EXERCÍCIO PROPOSTO 1: Explique, em uma a três frases, por que motivo a ré sustenta no acórdão que não incumpriu o contrato de parceria.
EXERCÍCIO PROPOSTO 2: Transcreva literalmente o trecho do acórdão desde "Acórdão nº 24623/21.5T8LSB.L1-7" até "ou ré): C…SA.", inclusive.

TEXTO FORNECIDO:
....

Acórdão nº 24623/21.5T8LSB.L1-7 de Tribunal da Relação de Lisboa, 2024-01-09

Ano2024
Número Acordão24623/21.5T8LSB.L1-7
ÓrgãoTribunal da Relação de Lisboa
TRIBUNAL DE ORIGEM: JUÍZO LOCAL CÍVEL DO TRIBUNAL DA COMARCA DE LISBOA



APELANTE (nesta decisão também recorrente ou autora): B…;
APELADA (nesta decisão também recorrida ou ré): C…SA.


Acordam os Juízes na 7ª Secção do Tribunal da Relação de Lisboa


RELATÓRIO


1–A autora/ora recorrente demandou a ré pedindo a condenação desta no pagamento das seguintes quantias:
-€7.841,25, correspondendo ao valor da comissão (IVA incluído) que a Autora tem ainda a receber da Ré, e que esta não lhe pagou;
-€2.500,00, correspondendo ao pagamento do tempo que a Autora teve de gastar para reclamar o cumprimento da obrigação que a Ré ilicitamente incumpriu;
-€159,40, por despesas efetuadas com a obtenção de documentos necessários à apresentação da ação, e as demais que, entretanto, venha a ter de suportar por causa da conduta ilícita da Ré;
-€7.841,25, correspondendo ao enriquecimento da Ré em consequência da sua conduta ilícita,
Perfazendo tudo a quantia total de €18.341,90, a que devem acrescer os juros que se venham a vencer até integral pagamento, e demais custas processuais previstas nos termos da lei.
2–Alegou, em síntese, que no exercício das funções de consultora imobiliária para a sociedade, M…Lda. angariou um cliente interessado em adquirir um imóvel cuja venda a ré promovia. Que, nessa sequência foi celebrado contrato de parceria com a ré, com vista à repartição do montante da comissão. Que, realizado o negócio, a ré não cumpriu o acordo relativo à repartição da comissão.
3–Que tal conduta da ré causou à ré prejuízos e que ao não entregar o montante devido, a ré se enriqueceu ilicitamente.
4–A ré contestou suscitando a sua ilegitimidade passiva. Quanto à ação, alegou que não incumpriu o contrato, na medida em que um dos adquirentes do imóvel já era seu cliente, razão pela qual a repartição da comissão refletiu essa realidade.
5–O tribunal de primeira instância julgou improcedente a exceção de ilegitimidade deduzida e realizado julgamento proferiu sentença julgando a ação improcedente e absolvendo a ré dos pedidos formulados.

....

ITENS FORNECIDOS:
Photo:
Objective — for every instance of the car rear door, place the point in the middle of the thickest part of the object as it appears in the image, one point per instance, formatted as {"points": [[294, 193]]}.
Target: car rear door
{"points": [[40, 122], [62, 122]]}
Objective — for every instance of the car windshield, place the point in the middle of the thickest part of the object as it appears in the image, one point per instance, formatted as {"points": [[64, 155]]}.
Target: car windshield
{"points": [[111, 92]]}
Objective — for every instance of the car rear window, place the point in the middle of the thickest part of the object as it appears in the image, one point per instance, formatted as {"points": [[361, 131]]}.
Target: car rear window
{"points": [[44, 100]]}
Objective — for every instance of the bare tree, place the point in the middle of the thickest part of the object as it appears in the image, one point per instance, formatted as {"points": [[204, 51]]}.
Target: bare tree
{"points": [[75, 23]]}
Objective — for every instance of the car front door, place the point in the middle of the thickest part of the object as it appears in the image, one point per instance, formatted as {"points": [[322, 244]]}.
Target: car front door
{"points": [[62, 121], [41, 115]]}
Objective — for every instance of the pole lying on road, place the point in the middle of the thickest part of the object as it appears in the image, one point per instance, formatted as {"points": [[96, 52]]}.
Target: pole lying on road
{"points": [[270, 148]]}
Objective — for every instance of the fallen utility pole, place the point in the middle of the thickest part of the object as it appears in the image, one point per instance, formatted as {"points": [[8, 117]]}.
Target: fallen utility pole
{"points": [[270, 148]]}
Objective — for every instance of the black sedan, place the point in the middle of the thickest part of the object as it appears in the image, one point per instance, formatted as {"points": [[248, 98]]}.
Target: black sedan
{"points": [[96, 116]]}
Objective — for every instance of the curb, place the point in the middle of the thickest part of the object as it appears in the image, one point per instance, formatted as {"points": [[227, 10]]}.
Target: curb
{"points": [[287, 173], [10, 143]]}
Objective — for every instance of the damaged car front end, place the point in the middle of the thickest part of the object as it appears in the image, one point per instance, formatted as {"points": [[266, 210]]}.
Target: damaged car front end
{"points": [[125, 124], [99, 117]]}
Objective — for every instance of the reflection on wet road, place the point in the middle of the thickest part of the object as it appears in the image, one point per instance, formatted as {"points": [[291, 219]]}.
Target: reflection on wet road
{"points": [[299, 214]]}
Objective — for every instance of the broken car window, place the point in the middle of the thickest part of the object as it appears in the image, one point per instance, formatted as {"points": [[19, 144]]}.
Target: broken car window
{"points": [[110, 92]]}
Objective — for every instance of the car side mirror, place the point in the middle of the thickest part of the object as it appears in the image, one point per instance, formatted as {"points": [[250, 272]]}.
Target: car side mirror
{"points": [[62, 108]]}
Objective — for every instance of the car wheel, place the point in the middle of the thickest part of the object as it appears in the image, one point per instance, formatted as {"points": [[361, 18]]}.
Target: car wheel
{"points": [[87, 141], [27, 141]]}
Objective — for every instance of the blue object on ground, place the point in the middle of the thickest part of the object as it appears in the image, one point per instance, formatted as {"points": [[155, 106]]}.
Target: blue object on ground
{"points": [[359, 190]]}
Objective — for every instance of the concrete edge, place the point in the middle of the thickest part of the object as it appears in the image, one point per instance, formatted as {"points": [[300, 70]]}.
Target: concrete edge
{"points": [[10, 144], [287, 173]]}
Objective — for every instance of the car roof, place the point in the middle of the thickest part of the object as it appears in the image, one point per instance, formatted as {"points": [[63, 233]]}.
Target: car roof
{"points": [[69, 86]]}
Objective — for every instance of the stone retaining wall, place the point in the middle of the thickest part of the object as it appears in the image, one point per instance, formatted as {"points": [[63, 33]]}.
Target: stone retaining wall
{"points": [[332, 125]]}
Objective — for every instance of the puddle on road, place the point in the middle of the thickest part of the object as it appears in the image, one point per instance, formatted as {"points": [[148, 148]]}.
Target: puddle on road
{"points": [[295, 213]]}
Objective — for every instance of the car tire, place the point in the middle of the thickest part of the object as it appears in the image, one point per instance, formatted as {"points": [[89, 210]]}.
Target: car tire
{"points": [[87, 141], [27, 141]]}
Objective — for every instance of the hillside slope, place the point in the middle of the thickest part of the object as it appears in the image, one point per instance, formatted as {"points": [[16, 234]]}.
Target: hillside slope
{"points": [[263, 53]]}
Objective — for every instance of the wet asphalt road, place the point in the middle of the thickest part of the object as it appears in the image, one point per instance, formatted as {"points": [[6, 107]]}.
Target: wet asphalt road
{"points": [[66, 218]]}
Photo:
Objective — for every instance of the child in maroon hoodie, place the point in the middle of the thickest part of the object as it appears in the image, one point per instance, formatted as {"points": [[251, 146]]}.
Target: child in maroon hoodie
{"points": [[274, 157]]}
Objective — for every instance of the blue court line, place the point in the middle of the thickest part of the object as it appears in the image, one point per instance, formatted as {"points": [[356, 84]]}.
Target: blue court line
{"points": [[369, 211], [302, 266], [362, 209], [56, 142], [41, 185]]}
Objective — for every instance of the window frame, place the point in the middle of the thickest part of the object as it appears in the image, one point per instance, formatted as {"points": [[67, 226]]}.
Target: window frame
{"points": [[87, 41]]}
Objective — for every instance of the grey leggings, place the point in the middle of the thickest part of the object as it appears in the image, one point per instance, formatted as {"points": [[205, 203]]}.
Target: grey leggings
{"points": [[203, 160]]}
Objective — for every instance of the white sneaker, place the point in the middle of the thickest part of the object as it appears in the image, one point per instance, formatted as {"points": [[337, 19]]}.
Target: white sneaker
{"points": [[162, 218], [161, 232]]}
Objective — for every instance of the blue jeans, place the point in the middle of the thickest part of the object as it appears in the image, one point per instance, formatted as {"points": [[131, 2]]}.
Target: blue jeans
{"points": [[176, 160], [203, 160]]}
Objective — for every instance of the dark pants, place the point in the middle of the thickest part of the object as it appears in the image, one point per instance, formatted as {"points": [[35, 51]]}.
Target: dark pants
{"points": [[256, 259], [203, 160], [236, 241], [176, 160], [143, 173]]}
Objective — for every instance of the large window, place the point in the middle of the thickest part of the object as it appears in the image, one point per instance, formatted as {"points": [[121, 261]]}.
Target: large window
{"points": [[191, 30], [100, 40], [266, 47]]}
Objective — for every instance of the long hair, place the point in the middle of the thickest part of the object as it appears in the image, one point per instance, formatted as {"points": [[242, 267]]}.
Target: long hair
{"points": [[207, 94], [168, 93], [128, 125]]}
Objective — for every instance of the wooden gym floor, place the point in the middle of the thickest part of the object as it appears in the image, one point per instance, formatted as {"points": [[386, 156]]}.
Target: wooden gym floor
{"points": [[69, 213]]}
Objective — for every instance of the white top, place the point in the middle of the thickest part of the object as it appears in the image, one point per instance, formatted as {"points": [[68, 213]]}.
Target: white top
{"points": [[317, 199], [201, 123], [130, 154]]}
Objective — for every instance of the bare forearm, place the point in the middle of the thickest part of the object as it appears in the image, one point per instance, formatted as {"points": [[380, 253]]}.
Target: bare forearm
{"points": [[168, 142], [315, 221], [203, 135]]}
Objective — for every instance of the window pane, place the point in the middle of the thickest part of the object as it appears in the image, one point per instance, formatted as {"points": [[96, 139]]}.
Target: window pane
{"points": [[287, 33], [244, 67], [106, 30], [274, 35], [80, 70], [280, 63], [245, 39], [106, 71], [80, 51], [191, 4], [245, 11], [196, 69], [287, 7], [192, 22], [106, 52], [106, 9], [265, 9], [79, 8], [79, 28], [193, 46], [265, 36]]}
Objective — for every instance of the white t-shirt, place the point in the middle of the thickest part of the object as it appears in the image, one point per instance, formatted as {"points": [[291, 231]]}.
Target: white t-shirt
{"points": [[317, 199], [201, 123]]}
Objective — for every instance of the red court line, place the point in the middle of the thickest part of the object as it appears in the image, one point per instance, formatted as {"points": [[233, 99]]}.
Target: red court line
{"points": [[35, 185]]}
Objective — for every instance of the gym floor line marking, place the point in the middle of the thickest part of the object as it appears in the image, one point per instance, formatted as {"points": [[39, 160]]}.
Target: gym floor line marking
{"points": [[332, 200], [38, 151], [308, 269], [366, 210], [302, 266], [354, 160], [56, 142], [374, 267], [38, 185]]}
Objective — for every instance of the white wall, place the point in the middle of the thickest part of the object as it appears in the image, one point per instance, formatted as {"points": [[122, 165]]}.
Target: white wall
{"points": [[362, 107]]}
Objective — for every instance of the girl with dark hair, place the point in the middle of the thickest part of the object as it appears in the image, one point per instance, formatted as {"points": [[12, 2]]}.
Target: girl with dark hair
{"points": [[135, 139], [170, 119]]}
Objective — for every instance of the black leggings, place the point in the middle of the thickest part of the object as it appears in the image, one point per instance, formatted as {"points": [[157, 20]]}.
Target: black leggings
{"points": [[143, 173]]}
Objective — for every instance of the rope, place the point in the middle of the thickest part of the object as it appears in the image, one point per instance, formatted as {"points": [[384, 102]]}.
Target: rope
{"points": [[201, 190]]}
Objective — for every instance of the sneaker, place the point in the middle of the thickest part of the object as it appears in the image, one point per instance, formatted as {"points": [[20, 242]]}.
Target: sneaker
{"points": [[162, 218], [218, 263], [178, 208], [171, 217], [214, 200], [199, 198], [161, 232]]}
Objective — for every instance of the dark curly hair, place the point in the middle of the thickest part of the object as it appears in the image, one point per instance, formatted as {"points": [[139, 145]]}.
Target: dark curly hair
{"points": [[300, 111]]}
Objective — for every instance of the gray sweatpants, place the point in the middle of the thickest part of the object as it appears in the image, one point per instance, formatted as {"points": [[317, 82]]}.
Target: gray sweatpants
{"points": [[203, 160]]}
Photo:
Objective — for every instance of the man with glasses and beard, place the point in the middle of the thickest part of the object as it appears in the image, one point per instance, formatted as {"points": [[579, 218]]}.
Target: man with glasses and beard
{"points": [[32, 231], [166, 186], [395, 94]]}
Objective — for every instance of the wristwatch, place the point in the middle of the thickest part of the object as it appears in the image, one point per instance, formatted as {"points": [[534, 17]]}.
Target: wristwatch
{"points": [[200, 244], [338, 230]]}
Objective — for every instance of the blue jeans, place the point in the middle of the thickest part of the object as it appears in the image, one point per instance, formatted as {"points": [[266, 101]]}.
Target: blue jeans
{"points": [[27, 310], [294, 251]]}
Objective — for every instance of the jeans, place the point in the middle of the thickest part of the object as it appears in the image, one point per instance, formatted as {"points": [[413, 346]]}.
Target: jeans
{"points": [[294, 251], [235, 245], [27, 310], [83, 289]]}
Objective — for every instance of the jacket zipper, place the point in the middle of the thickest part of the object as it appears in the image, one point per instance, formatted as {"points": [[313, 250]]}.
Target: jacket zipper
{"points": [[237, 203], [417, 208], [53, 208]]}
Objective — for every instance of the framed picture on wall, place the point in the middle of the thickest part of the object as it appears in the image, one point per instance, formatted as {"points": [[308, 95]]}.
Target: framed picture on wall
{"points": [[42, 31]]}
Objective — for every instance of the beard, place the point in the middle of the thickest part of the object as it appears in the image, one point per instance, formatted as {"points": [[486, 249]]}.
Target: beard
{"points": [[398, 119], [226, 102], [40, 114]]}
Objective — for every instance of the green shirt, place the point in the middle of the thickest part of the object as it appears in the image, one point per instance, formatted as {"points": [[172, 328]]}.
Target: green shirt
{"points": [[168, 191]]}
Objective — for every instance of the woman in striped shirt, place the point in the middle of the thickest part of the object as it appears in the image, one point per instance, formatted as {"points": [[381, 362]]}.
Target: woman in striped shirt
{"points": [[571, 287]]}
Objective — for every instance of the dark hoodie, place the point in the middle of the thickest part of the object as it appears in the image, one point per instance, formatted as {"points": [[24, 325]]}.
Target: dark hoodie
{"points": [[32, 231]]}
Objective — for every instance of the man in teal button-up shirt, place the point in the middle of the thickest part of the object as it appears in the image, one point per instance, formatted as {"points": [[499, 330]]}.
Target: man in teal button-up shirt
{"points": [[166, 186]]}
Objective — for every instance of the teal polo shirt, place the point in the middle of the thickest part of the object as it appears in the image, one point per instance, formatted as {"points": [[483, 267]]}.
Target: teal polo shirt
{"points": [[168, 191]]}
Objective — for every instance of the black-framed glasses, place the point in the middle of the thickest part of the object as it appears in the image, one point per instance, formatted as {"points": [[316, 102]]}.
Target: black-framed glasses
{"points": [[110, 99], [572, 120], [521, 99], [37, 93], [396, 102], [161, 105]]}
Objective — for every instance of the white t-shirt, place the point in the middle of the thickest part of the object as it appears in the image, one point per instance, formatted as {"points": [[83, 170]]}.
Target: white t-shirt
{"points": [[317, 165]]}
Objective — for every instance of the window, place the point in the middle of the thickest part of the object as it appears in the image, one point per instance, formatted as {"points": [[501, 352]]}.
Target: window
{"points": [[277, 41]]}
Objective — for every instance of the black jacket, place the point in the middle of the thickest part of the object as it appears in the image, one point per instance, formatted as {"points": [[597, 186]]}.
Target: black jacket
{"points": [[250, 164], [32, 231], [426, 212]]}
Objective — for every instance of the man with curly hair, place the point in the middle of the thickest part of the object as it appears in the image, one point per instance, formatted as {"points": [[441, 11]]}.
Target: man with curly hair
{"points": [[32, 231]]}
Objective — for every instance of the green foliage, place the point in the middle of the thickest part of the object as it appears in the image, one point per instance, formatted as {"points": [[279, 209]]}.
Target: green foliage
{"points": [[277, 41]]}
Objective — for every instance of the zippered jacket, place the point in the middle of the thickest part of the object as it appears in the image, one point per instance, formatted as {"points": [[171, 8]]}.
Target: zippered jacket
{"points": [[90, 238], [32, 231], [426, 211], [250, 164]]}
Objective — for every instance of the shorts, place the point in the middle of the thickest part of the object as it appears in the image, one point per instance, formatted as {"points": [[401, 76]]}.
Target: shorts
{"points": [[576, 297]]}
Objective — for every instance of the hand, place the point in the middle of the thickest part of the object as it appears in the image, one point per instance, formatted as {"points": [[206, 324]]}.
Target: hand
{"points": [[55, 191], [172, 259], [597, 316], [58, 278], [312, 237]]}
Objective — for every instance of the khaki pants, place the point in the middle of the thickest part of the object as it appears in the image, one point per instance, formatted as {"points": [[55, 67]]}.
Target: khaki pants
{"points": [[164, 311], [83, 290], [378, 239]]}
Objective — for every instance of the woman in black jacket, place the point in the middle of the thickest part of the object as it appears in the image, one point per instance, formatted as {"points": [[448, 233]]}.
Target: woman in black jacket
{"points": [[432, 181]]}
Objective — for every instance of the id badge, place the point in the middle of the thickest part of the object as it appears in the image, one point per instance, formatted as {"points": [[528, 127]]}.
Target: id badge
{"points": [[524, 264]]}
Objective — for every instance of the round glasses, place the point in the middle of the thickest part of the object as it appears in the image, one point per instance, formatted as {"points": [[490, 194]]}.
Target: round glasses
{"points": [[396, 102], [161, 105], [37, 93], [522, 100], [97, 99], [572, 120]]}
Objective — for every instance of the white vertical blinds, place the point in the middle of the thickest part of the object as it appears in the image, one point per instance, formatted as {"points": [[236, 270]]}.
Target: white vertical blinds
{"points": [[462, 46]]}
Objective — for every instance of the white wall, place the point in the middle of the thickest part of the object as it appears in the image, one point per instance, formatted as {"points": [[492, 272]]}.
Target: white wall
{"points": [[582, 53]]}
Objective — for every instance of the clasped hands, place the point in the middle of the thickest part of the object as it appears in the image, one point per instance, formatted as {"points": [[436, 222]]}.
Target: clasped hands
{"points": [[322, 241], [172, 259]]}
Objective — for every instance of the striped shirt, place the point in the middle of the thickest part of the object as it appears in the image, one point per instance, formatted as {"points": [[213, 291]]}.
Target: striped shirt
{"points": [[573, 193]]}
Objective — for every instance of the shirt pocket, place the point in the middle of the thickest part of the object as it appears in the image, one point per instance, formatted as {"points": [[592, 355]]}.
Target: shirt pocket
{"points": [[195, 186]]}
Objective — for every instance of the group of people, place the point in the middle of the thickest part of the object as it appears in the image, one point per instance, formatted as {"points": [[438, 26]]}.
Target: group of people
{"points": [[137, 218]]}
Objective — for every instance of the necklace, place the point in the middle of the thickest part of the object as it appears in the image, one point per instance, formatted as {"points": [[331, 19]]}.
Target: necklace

....

RESOLUÇÃO 1: A ré sustenta que não incumpriu o contrato porque um dos adquirentes do imóvel já era seu cliente. Foi por essa razão que a repartição da comissão refletiu essa realidade.

RESOLUÇÃO 2:
Acórdão nº 24623/21.5T8LSB.L1-7 de Tribunal da Relação de Lisboa, 2024-01-09

Ano2024
Número Acordão24623/21.5T8LSB.L1-7
ÓrgãoTribunal da Relação de Lisboa
TRIBUNAL DE ORIGEM: JUÍZO LOCAL CÍVEL DO TRIBUNAL DA COMARCA DE LISBOA



APELANTE (nesta decisão também recorrente ou autora): B…;
APELADA (nesta decisão também recorrida ou ré): C…SA.